### Assignment
Print all the data below exactly, without images.

··· Source material

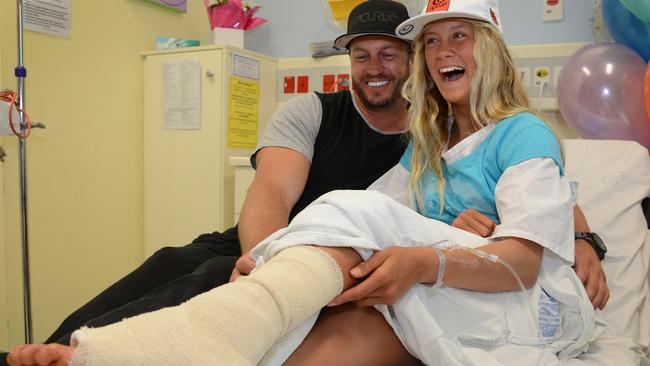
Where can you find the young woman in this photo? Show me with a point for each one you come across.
(451, 297)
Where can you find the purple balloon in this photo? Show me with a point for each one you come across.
(600, 93)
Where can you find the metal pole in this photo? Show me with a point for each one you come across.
(21, 74)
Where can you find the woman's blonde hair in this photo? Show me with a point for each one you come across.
(496, 93)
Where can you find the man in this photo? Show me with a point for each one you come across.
(314, 144)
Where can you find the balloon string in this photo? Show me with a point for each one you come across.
(597, 25)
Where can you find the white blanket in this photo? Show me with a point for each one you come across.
(444, 325)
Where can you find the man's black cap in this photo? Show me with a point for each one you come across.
(373, 17)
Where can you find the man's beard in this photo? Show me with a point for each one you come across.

······

### Solution
Where can you find the young woman in this photo? Show me with a point for each one you come across.
(451, 297)
Where can you find the purple balloon in this photo? Show me with a point for each one you come across.
(600, 93)
Where can you find the metal pole in this photo? Show me with a point for each one you come across.
(21, 74)
Where can you find the woman's blonde hair in this photo? Show me with a point for each one you come across.
(496, 93)
Where can you find the man in this photo? Show me with a point for each one you come across.
(314, 144)
Where can you find the balloon string in this photo? Show me with a point for each one you come across.
(597, 25)
Where can you find the white blanket in this photo? Show me with a point for each one you come across.
(444, 325)
Where can you find the man's black cap in this photo? Show me with a point for each one you come across.
(373, 17)
Where can you find the man's beard in this photo? Show me with a point for each one you come across.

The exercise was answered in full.